## [Description of the task]
Below is a listing to write out in full, exactly as given, without its pictures.

※

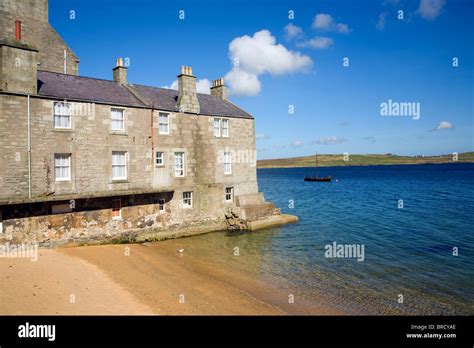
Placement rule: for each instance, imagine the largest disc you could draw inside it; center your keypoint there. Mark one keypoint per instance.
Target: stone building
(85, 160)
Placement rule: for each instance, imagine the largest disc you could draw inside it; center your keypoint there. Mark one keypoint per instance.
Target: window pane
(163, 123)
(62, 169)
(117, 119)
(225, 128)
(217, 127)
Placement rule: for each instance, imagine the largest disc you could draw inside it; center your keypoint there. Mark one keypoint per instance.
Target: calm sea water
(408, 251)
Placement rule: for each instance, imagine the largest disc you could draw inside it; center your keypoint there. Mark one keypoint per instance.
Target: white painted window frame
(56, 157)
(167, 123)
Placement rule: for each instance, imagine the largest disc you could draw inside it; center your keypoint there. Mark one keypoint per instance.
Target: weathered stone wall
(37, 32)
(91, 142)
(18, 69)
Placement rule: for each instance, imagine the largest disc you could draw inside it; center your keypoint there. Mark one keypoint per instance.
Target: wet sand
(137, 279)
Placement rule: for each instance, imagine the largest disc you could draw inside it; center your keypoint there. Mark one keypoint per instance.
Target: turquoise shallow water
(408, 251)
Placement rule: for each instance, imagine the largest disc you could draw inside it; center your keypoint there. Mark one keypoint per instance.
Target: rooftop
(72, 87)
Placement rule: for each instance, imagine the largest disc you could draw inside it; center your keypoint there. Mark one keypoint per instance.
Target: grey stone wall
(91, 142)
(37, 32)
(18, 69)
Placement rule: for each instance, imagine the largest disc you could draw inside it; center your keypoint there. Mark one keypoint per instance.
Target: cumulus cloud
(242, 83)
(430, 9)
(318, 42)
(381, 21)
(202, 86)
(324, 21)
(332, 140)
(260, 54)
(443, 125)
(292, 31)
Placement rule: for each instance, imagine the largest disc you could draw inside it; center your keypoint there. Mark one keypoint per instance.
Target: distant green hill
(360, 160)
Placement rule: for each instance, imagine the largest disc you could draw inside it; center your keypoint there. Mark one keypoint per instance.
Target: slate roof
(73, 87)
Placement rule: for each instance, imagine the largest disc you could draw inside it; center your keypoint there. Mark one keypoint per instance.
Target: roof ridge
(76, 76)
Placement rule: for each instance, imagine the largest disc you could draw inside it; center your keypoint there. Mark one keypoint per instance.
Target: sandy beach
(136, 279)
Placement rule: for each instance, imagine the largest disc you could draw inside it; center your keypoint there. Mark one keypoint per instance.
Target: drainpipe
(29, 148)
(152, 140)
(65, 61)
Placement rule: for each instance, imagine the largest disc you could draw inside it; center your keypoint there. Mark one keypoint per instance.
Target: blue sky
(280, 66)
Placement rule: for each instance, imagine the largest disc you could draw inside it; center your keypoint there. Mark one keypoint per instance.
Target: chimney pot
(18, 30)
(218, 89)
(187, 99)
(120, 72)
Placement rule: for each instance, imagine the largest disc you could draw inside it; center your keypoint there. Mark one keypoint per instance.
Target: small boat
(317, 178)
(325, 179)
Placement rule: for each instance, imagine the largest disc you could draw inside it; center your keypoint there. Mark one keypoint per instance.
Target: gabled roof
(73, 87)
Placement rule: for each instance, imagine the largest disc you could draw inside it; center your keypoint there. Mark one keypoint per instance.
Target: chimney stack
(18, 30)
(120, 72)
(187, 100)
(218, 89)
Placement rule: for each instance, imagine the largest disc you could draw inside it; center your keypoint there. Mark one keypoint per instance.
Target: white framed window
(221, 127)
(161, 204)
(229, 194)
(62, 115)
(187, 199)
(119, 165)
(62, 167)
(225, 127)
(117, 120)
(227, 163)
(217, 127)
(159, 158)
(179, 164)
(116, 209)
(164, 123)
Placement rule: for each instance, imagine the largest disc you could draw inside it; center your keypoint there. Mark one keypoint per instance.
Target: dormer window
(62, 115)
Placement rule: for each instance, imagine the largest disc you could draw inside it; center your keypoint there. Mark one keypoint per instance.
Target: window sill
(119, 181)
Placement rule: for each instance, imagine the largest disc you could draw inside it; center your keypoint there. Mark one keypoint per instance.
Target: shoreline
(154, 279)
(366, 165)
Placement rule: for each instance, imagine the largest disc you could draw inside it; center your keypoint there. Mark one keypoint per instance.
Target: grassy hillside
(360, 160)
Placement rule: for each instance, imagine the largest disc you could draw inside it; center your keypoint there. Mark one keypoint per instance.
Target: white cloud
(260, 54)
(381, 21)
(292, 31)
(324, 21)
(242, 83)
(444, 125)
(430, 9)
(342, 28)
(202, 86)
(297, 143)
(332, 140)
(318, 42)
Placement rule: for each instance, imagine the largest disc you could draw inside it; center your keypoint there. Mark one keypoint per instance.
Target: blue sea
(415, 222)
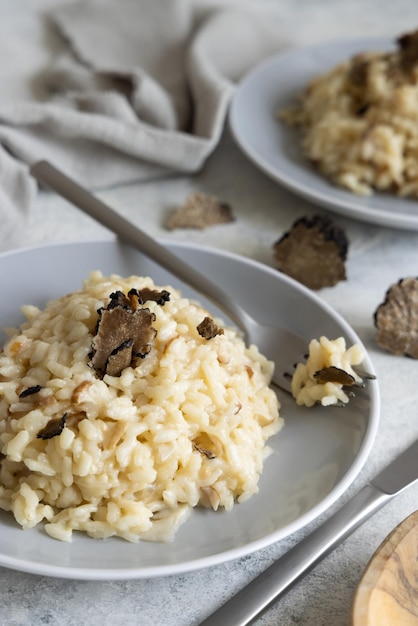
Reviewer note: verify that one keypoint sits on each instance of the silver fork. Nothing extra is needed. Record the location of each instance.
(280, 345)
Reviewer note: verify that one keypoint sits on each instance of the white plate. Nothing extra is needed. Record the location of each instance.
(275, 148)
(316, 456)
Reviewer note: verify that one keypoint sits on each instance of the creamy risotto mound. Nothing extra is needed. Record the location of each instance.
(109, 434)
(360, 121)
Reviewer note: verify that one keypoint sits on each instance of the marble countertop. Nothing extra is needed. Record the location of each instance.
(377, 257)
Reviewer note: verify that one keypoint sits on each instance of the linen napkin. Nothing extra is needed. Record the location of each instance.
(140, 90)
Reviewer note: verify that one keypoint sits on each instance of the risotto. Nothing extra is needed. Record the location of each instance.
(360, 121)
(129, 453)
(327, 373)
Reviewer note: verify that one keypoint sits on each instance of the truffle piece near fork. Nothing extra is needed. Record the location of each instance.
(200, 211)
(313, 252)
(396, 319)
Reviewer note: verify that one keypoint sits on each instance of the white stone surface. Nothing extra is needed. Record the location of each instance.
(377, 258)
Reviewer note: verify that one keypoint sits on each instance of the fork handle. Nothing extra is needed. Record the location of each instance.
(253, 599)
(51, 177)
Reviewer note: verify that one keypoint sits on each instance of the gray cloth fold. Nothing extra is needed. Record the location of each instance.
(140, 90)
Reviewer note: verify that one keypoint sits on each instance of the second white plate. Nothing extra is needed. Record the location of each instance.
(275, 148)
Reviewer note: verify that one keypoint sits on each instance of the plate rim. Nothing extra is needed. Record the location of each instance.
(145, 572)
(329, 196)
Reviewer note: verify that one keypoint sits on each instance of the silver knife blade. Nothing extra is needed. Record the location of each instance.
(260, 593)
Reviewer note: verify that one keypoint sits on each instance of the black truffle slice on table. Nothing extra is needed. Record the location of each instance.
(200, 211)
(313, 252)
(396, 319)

※

## [Task answer]
Placement rule: for each instance, imagine the largest disc you could draw inside it; center your keypoint there. Mark one keypoint per instance.
Target: stone building
(85, 160)
Placement rule: for each instance, imagine the largest disc you could draw inside it; center your keypoint there. Mark one keypoint per instance.
Target: window pane
(163, 123)
(62, 169)
(117, 119)
(225, 128)
(217, 127)
Placement rule: for each instance, imagine the largest disc you could draw inside it; center your keypoint there. Mark one keypoint per instance.
Target: calm sea water
(408, 251)
Placement rule: for each instance, imagine the largest disc you could draw inside it; center your keypoint there. Mark one keypoint per instance.
Target: white painted window frame
(56, 157)
(167, 123)
Placement rule: for each instance, imagine the largest disc you could draw inside it; center your keypoint there. Mark one keypoint per instance.
Target: weathered stone wall
(37, 32)
(91, 142)
(18, 69)
Placement rule: for each instance, imagine the largest disc you could draw inside it; center your keypoint there. Mark one keypoint per instance.
Target: wet sand
(137, 279)
Placement rule: for each instance, imagine the largest disc you could draw inside it; center your keypoint there. Mark one keypoint per instance.
Target: turquoise shallow water
(408, 251)
Placement rule: for each instance, imagine the largest disc you could draw inside it; center your keypoint there. Mark one keypoint per instance.
Target: rooftop
(72, 87)
Placement rule: for each instance, imagine the largest disc you could draw inside it; center your keypoint there. Mark one keypoint per instance.
Target: grey stone wall
(91, 142)
(37, 32)
(18, 69)
Placement rule: for each instance, imagine the largest disc you could draw inside it; center your keypoint there. Mark one keypoint per instance.
Target: cumulus cloud
(242, 83)
(430, 9)
(318, 42)
(381, 21)
(202, 86)
(324, 21)
(332, 140)
(260, 54)
(443, 125)
(292, 31)
Placement rule: for each instance, imagine the largest disc you could draw inside it; center your keypoint there. Mark one keypoint per instance.
Target: distant green hill
(360, 160)
Placement rule: for each instance, imagine the largest disc you could draw inside it; center your keypoint there. Mark one keypoint per instance.
Target: slate roof
(73, 87)
Placement rule: for each instance, imagine the largest disc you could draw inside it; center your keypoint there. Mark one keypoint per instance.
Target: roof ridge
(76, 76)
Placement rule: for each instance, imagine the largest disc you could draw inside it; center your keypoint there. Mark one keypoint per instance.
Target: sandy beach
(136, 279)
Placement rule: for each instance, imagine the largest disc you could draw inside it; center your keypoint there. Mark one keypoint per instance.
Target: drainpipe
(29, 148)
(152, 140)
(65, 61)
Placement rule: for each instance, imagine the largest disc you could draw inside it; center your keypoint there. Mark one keypoint per instance.
Target: blue sky
(280, 66)
Placement rule: for each instance, imagine the largest disc you could draw inside it; center your keypoint there. Mark one keypoint per instance.
Target: chimney pot
(18, 30)
(218, 89)
(187, 99)
(120, 72)
Placement rule: for each instance, imagine the largest disc you could draw inside it; center your keypoint there. Mark one keypoint per instance.
Target: small boat
(317, 178)
(325, 179)
Placement rule: for each instance, imagine the largest disc you could draw inside it; center your keypoint there. Mark one keypoint per instance.
Target: gabled roof
(73, 87)
Placement rule: for each instance, imagine the largest disc you could draw inside it; center your keypoint there. Mark one keypoint per instance.
Target: chimney stack
(18, 30)
(120, 72)
(187, 100)
(218, 89)
Placement rule: for each instance, imagine the largest disc you could draw inside it; center your keypoint there. Mark one keypoint per instance.
Target: white framed window
(221, 127)
(161, 204)
(229, 194)
(62, 115)
(187, 199)
(119, 165)
(62, 167)
(225, 127)
(117, 120)
(227, 163)
(217, 127)
(159, 158)
(179, 164)
(116, 209)
(164, 123)
Placement rule: for each instance, imagine the largest disc you could draw inside it; center your keypoint there. Mark one keypoint per instance.
Target: dormer window
(62, 115)
Placement rule: for each instance, imagine the largest disc you could draw inside it; center your keypoint there. Mark one keypoint per instance.
Target: window sill
(119, 181)
Placement rule: for each instance, imagine the largest disc you could draw inside it; center your keypoint there. Mark one keypoint per instance.
Target: shoreline
(154, 279)
(366, 165)
Placement rule: for each instance, imagine the largest disc you could draw inside it; center your keypoint there. Mark one keypoint per instance.
Target: grassy hillside
(360, 160)
Placement rule: for each instance, imagine the largest disc you could draw inside it; center your keypoint there. Mark one keypoint per instance.
Target: white cloud
(260, 54)
(381, 21)
(292, 31)
(324, 21)
(242, 83)
(444, 125)
(430, 9)
(342, 28)
(202, 86)
(297, 143)
(332, 140)
(318, 42)
Placement rule: for each instance, imagine the largest disc you could draw inside it; center your keypoint there. Mark one keypoint per instance.
Target: blue sea
(415, 222)
Reviewer note: verify that one keypoint sits on each instance of the silver fork. Nothing extra is needed. Record the location of each instance.
(280, 345)
Reviewer note: verify that one keypoint sits on each instance of the white plate. Nothing extra is needed. Record the location of each instance.
(275, 148)
(316, 456)
Reviewer note: verify that one keypoint sits on each instance of the creamy risotto mound. Nothing extra is needed. Record the location of each instance.
(109, 434)
(360, 121)
Reviewer note: verify that one keypoint sits on each instance of the marble countertop. Nothing extra is needed. Record the location of each instance.
(377, 257)
Reviewer note: verify that one keypoint sits on each instance of the linen napkin. Nothing extra is needed. Record the location of each instance.
(140, 90)
Reviewer note: verify that one keypoint sits on each instance of the risotto. Nothing extra is needed. Record the location of each instance.
(360, 121)
(129, 453)
(327, 373)
Reviewer note: verify that one keypoint sits on each instance of the truffle piece near fork. Nothing extra is needed. Record the location of each instance.
(200, 211)
(313, 252)
(396, 319)
Reviewer note: verify that one keypoint sits on each instance of the white stone surface. Nothing extra is needed. Record the location of each instance.
(377, 258)
Reviewer note: verify that one keypoint sits on each instance of the fork handle. Nothing extra is needed. Record the location of each instance.
(253, 599)
(51, 177)
Reviewer note: verify that one keypoint sits on each instance of the gray cloth fold. Nothing extra is needed. Record the location of each instance.
(140, 90)
Reviewer note: verify that one keypoint sits on each instance of the second white plate. Nothing extra is needed. Record the location of each instance.
(275, 148)
Reviewer note: verify that one keypoint sits on each instance of the plate rim. Nothing extra is needed. Record the location of each instance.
(145, 572)
(329, 196)
Reviewer note: verify that one keypoint sits on each instance of the silver knife blade. Nothing extra is needed. Record the location of each instance.
(260, 593)
Reviewer note: verify that one keypoint sits on each instance of the black truffle slice on table. Nothing extra is needed. Record the location of each instance.
(200, 211)
(313, 252)
(396, 319)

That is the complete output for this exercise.